__Supplied text__
# >>>The Official 2013 H20i TT GTG Roll Call<<<



## PLAYED TT (Oct 17, 2010)

Well its that time of the year to start making your plans, booking your rooms and worrying about what you need to get ready by September! I'll keep this updated as we go on and the event gets closer. If this years event is anything like last years we should have an even better turn out! So spread the word and let anyone with a TT know! 
While none of this is set in stone yet, this is a good idea of whats to come
Date: 9/28/2013
Time: 5:30pm
Location: Rose's on 94th (same as last year)


This year I'm thinking of (gasp) splitting up the cars so we have all of the "stanced" cars and "race" cars split up:laugh:. One type on one side of an isle and vice versa. Both rows facing the other. Thoughts?


Now onto the fun stuff
*Everyone who plans to attend please follow this format*
1)Quote the last current post so we can get an approximate number of those attending!
2)Add your name to the list! (if needed add more numbers)



MKI TT
1)James
2)Mike 
3)Doug
4)Phil
5)Dmitry
6)Ben (if I'm in the country)
7)Seth 
8) Luc
9)Robert
10) Tory
11)214dub
12)elgringogilleo
13)kyle
14)Dacabrioguy
15)Jarred
16)alfred
17)Brie
18)Mike
19)Mark

MKII TT
1)GirlyGirlRacing
2)Bull30
3)RisR32
4)
5)
6)
7)
8)
9)
10)
I'll also be posting a link in the MKII forum so they can join in and keep up to date with the news. If anyone has any suggestions comments or concerns post them up so we can all make this the best TT GTG yet!
-James


----------



## FatAce (Jan 30, 2012)

PLAYED TT said:


> *MKI TT*
> 1)James
> 2)Mike
> 3)
> ...


I'll be there!!!


----------



## Doooglasss (Aug 28, 2009)

Why isn't my name on the list yet chief?


----------



## PLAYED TT (Oct 17, 2010)

DougLoBue said:


> Why isn't my name on the list yet chief?


My b ill just add you all that I know will be there lmao


----------



## PLAYED TT (Oct 17, 2010)

PLAYED TT said:


> 1)James
> 2)Mike
> 3)Doug
> 4)Noah
> ...

__Problems to work on__
• A. Reproduce the portion of the roll call thread between "I'll also be" and "(Jan 30, 2012)", inclusive.
• B. List every name entered under the "MKII TT" heading in the roll call thread.

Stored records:
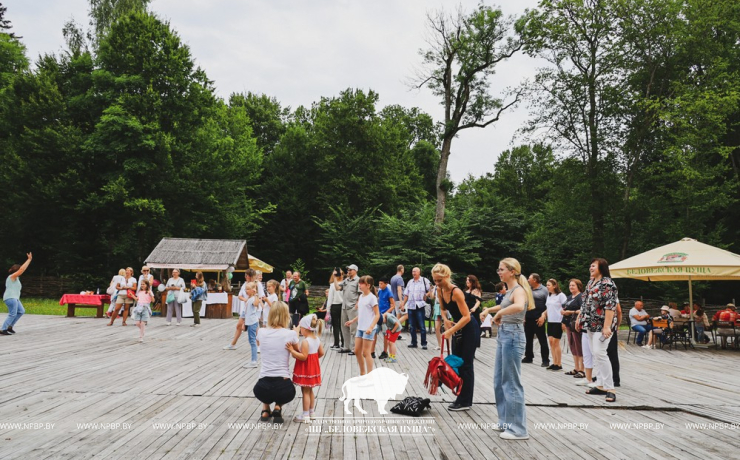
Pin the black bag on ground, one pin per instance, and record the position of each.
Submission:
(411, 405)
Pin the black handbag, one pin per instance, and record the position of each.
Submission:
(411, 405)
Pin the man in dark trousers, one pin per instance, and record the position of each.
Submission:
(534, 324)
(613, 348)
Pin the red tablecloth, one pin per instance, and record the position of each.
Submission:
(84, 299)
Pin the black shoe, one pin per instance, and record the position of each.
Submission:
(457, 407)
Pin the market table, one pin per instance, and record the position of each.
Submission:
(84, 301)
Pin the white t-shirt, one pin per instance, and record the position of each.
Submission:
(179, 282)
(275, 357)
(149, 278)
(554, 304)
(118, 279)
(130, 283)
(635, 312)
(365, 311)
(271, 299)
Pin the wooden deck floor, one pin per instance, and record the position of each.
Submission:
(75, 372)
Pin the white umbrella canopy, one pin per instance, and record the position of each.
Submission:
(684, 260)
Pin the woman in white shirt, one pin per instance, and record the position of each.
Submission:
(275, 385)
(335, 310)
(367, 318)
(174, 286)
(555, 302)
(122, 299)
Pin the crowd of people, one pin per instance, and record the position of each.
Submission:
(275, 314)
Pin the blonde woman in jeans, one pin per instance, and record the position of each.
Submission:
(507, 375)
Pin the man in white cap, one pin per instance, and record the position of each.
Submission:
(350, 294)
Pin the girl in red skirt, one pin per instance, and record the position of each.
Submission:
(307, 371)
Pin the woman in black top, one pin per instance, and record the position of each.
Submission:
(570, 312)
(452, 299)
(473, 293)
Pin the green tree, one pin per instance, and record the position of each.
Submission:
(573, 100)
(463, 55)
(104, 13)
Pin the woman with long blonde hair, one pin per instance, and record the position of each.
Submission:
(507, 375)
(452, 299)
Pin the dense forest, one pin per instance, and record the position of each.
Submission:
(633, 142)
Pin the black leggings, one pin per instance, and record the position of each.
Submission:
(276, 390)
(336, 324)
(466, 350)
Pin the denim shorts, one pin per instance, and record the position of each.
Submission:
(361, 334)
(141, 314)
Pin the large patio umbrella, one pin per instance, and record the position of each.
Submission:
(685, 260)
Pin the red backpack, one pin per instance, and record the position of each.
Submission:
(441, 372)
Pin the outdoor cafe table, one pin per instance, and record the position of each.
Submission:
(84, 301)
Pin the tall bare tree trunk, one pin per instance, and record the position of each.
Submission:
(439, 216)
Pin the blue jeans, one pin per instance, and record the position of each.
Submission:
(252, 334)
(416, 321)
(507, 379)
(15, 311)
(641, 331)
(699, 332)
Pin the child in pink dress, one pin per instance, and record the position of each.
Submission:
(143, 310)
(307, 371)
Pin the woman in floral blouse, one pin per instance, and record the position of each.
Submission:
(599, 309)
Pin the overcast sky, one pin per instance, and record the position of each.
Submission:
(301, 50)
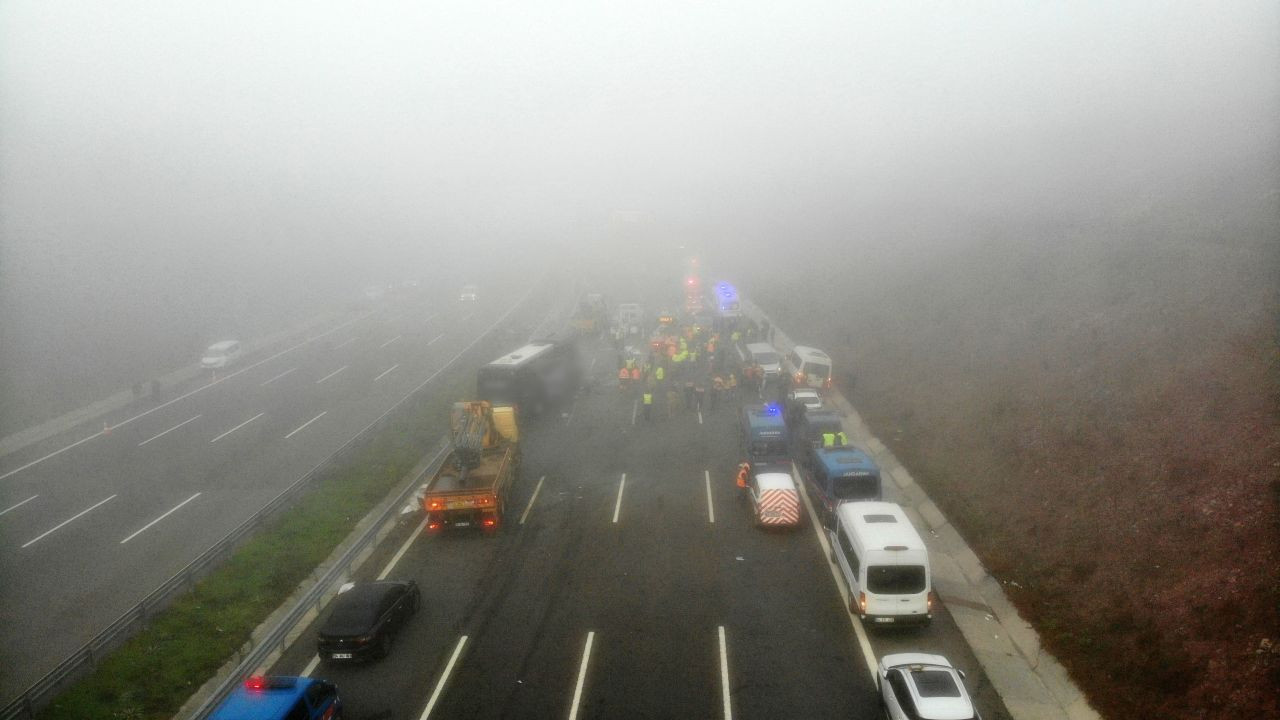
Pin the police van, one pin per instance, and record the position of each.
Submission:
(883, 563)
(764, 436)
(840, 474)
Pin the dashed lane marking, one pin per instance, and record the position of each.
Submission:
(444, 678)
(296, 431)
(581, 675)
(160, 518)
(238, 427)
(170, 429)
(64, 523)
(617, 506)
(531, 499)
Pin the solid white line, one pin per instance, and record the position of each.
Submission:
(277, 377)
(868, 655)
(401, 552)
(728, 710)
(617, 506)
(531, 499)
(305, 424)
(19, 505)
(206, 386)
(160, 518)
(16, 470)
(169, 431)
(439, 686)
(332, 374)
(581, 675)
(238, 427)
(59, 525)
(311, 666)
(711, 507)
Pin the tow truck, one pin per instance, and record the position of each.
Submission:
(470, 487)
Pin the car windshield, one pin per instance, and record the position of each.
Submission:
(856, 488)
(936, 683)
(895, 579)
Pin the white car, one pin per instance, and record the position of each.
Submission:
(915, 686)
(808, 397)
(222, 354)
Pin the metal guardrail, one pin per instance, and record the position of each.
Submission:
(83, 660)
(277, 638)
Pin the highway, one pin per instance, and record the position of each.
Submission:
(91, 520)
(629, 582)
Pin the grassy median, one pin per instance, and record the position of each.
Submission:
(154, 673)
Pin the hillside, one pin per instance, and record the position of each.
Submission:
(1095, 405)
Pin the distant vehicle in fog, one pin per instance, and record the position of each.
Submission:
(222, 354)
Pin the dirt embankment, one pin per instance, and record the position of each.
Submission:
(1096, 409)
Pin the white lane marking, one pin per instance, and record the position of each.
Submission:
(531, 499)
(59, 525)
(16, 470)
(711, 507)
(332, 374)
(169, 431)
(617, 506)
(868, 655)
(401, 552)
(184, 396)
(311, 666)
(581, 675)
(296, 431)
(238, 427)
(19, 505)
(728, 709)
(444, 677)
(277, 377)
(160, 518)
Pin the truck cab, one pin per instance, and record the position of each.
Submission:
(840, 474)
(764, 437)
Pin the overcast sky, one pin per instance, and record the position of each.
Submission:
(160, 149)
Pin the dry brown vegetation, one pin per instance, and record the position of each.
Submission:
(1096, 408)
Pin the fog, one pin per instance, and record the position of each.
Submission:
(172, 169)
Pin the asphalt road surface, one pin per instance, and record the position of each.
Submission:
(91, 522)
(647, 596)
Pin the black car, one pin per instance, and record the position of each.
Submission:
(365, 619)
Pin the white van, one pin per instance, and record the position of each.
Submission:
(767, 358)
(885, 564)
(809, 367)
(222, 354)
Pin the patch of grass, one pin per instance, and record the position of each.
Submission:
(151, 675)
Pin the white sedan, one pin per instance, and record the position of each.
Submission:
(915, 686)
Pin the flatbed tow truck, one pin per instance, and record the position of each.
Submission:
(470, 488)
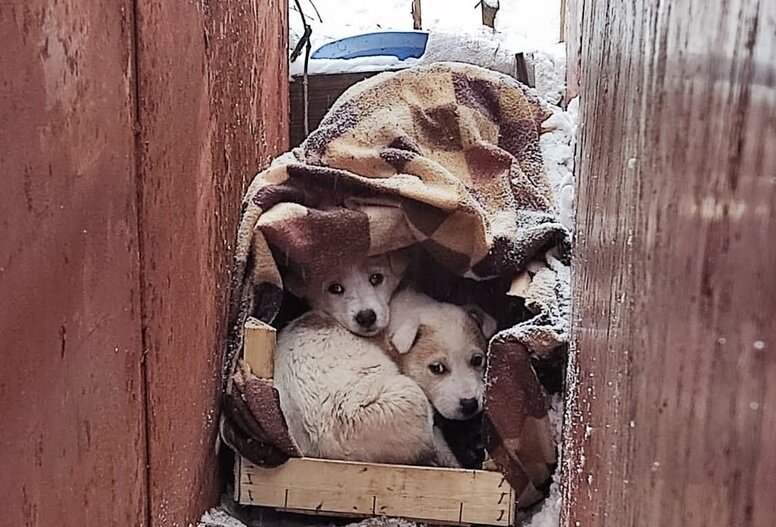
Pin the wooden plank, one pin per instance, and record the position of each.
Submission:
(672, 412)
(71, 414)
(524, 69)
(572, 35)
(259, 348)
(430, 494)
(213, 111)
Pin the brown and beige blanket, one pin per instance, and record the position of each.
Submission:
(445, 157)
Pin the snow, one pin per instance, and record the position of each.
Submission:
(547, 513)
(519, 24)
(557, 144)
(456, 34)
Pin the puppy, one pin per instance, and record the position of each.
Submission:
(344, 398)
(356, 295)
(442, 348)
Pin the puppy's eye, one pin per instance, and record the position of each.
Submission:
(336, 289)
(437, 368)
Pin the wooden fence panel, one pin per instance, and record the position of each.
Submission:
(213, 110)
(72, 443)
(672, 419)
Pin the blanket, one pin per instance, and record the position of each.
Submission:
(443, 157)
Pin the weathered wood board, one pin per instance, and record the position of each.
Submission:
(673, 407)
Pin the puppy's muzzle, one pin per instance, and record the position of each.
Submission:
(469, 406)
(366, 318)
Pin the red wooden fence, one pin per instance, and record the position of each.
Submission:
(128, 131)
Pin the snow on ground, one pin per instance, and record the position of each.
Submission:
(519, 24)
(456, 34)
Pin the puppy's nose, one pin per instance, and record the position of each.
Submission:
(469, 406)
(366, 318)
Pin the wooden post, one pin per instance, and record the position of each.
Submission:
(563, 14)
(417, 21)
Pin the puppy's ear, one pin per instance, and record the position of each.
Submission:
(486, 322)
(404, 333)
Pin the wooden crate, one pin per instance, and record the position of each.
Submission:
(320, 486)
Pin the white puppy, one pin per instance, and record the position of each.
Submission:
(356, 295)
(442, 348)
(344, 398)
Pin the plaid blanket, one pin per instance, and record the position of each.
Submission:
(443, 157)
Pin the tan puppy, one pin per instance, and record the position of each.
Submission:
(442, 348)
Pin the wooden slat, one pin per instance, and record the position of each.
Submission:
(259, 348)
(212, 109)
(432, 494)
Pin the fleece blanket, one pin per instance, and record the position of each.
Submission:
(443, 157)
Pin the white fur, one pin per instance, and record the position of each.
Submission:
(359, 295)
(344, 398)
(425, 332)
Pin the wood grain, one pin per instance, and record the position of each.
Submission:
(72, 446)
(323, 90)
(213, 111)
(673, 406)
(367, 489)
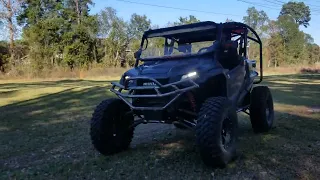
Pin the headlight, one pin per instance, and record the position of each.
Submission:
(126, 77)
(189, 75)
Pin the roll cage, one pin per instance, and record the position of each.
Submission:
(203, 31)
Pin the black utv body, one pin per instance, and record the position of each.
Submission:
(194, 76)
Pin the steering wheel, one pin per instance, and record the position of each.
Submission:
(204, 48)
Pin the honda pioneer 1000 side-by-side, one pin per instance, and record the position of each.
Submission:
(195, 76)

__Answer set__
• A.
I'll also be posting a link in the MKII forum so they can join in and keep up to date with the news. If anyone has any suggestions comments or concerns post them up so we can all make this the best TT GTG yet!
-James


----------



## FatAce (Jan 30, 2012)

• B.
GirlyGirlRacing
Bull30
RisR32